__Text__.

———

From the Unbound Book Festival each spring to one-off author events throughout the year, homegrown texts to wide access to the literary world through the Daniel Boone Regional Library system, our collective nose stays in a book.

It seems, then, that Book Lovers Day — coming up Wednesday, Aug. 9 — would be the most natural occasion for our college town to celebrate. But where to get started when so many books await? Here are just five of many possible ways you can mark the holiday.

1. Read a page-turning mystery

A wealth of new, gripping mysteries live on bookstore and library shelves. In S.A. Cosby's "All the Sinners Bleed," gnarled roots of brutality and racism twist through a Virginia county. What starts with a school shooting becomes a fevered manhunt for a serial killer as Titus Crown, the county's first-ever Black sheriff, stares down demons past and present.

An American master, Dennis Lehane returns with "Small Mercies," a searing slice of life in 1974 Boston. The "Mystic River" and "Gone Baby Gone" novelist follows a working-class mother as she searches for her missing daughter and runs headlong into made men, the drug trade and uncomfortable realities around race and the prospect of school integration.

———

__Information provided__.
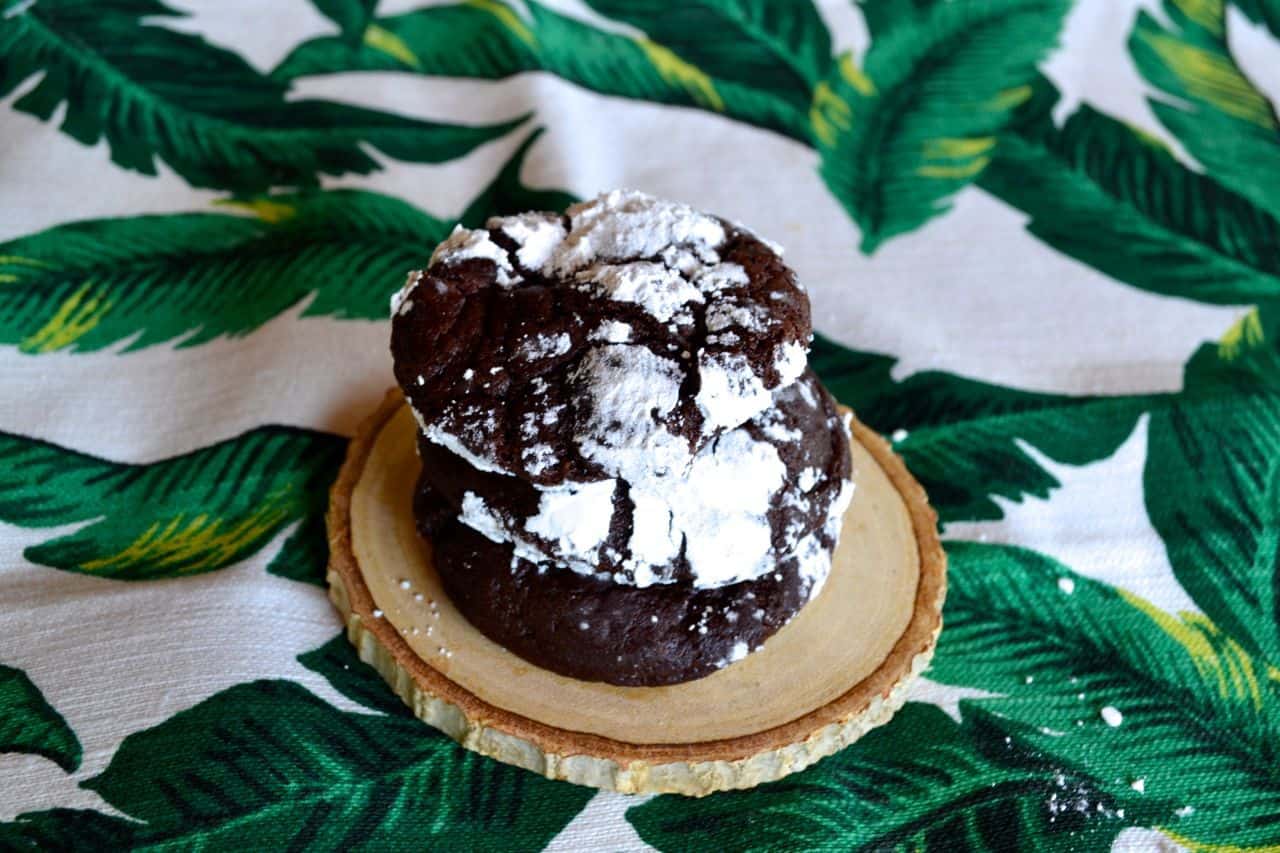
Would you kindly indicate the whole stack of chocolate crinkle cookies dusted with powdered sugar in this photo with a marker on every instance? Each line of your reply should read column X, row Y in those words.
column 629, row 472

———

__Tasks__.
1. In the Book Lovers Day article, on what date does the holiday fall?
2. Please rewrite the Book Lovers Day article starting at "From the Unbound" and ending at "past and present.", with "sheriff" changed to "marshal".
3. Carry on the Book Lovers Day article from the point where it stops.

__Replies__.
1. Wednesday, Aug. 9

2.
From the Unbound Book Festival each spring to one-off author events throughout the year, homegrown texts to wide access to the literary world through the Daniel Boone Regional Library system, our collective nose stays in a book.

It seems, then, that Book Lovers Day — coming up Wednesday, Aug. 9 — would be the most natural occasion for our college town to celebrate. But where to get started when so many books await? Here are just five of many possible ways you can mark the holiday.

1. Read a page-turning mystery

A wealth of new, gripping mysteries live on bookstore and library shelves. In S.A. Cosby's "All the Sinners Bleed," gnarled roots of brutality and racism twist through a Virginia county. What starts with a school shooting becomes a fevered manhunt for a serial killer as Titus Crown, the county's first-ever Black marshal, stares down demons past and present.

3.
"Small Mercies"
"Small Mercies"

"Crook Manifesto" is Colson Whitehead's second trek into the world of furniture store owner/sometimes fence Ray Carney (2021's fabulous "Harlem Shuffle"). Also staked to the '70s, "Crook Manifesto" bobs and weaves around New York City's boroughs with an idiosyncratic cast of characters but keeps Carney as its beating heart. The two-time Pulitzer winner takes the essential structure and feel of a genre novel, then does what no other writer could. Something as simple as a criminal enforcer's philosophy of wearing socks gives Whitehead's work a wholly original spirit.

2. Delve into the work of past and present Missouri poet laureates

Walter Bargen's "Too Late to Turn Back" features art from Columbia's Mike Sleadd
Walter Bargen's "Too Late to Turn Back" features art from Columbia's Mike Sleadd

Missouri's lineage of poet laureates is deep, their work measured in fathoms.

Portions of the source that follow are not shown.